START Listed records
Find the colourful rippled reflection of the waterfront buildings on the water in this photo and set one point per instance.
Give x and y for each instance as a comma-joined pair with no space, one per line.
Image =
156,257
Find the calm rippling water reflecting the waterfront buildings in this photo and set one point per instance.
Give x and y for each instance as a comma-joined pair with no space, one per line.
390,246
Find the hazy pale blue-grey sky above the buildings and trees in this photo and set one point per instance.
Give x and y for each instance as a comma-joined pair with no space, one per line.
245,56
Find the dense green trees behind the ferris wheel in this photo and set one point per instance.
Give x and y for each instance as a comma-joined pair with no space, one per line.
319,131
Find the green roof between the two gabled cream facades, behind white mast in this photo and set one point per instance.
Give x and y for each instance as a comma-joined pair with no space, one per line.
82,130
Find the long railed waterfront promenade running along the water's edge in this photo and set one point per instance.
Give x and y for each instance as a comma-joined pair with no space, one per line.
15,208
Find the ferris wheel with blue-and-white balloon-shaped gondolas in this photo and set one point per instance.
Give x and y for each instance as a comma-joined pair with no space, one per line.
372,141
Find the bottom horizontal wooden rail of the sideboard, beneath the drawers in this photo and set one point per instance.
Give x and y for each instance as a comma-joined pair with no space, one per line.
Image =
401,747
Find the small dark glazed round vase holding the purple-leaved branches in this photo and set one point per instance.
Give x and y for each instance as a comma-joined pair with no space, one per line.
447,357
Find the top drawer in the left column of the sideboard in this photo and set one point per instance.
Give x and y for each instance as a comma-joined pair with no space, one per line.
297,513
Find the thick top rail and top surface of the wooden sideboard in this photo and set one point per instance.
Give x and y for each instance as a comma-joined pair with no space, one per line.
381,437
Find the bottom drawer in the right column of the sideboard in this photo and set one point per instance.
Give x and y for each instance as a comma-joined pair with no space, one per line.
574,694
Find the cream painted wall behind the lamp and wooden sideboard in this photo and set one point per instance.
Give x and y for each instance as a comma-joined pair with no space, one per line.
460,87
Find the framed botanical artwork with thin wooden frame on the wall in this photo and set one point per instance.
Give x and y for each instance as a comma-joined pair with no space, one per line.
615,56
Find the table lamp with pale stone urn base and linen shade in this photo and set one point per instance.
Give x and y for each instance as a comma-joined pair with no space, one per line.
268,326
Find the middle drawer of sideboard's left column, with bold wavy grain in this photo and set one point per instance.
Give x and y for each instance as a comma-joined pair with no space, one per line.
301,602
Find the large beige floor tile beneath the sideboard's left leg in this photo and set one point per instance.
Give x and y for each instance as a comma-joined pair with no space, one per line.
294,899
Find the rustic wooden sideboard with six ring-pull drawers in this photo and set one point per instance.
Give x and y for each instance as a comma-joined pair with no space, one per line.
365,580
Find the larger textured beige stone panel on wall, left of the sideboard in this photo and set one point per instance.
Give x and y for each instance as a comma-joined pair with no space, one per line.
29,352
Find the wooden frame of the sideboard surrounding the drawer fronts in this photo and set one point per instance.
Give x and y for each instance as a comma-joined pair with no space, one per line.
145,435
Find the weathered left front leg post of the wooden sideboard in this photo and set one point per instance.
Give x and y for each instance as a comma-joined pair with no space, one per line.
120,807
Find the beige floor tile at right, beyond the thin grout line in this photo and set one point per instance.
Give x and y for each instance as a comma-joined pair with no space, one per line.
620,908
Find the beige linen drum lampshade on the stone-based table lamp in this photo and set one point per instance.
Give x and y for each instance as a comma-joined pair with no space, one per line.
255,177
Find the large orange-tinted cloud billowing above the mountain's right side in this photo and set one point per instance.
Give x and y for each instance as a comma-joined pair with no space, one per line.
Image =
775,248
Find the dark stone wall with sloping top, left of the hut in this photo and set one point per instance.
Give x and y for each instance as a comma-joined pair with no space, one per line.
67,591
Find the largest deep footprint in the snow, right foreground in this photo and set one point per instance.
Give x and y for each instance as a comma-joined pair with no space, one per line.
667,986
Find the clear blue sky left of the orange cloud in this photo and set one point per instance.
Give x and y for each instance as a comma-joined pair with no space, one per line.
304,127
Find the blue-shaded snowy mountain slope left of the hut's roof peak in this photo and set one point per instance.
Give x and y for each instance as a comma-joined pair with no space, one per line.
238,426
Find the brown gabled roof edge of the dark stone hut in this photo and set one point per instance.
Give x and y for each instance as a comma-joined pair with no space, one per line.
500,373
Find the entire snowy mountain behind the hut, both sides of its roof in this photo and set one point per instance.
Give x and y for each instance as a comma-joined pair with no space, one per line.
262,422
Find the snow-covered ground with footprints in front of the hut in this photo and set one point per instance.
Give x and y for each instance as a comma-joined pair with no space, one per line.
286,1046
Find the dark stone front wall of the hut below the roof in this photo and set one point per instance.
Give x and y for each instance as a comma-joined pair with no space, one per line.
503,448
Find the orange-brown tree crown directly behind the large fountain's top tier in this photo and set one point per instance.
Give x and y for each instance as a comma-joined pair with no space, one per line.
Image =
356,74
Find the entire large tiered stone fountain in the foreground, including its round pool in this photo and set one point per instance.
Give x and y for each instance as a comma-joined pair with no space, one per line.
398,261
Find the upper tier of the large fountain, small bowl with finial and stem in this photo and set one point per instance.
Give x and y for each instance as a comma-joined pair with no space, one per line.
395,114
END Listed records
• **Exercise prompt**
After reading the records above, work out how many lines contain "tile" and give that number only.

• **Final answer**
2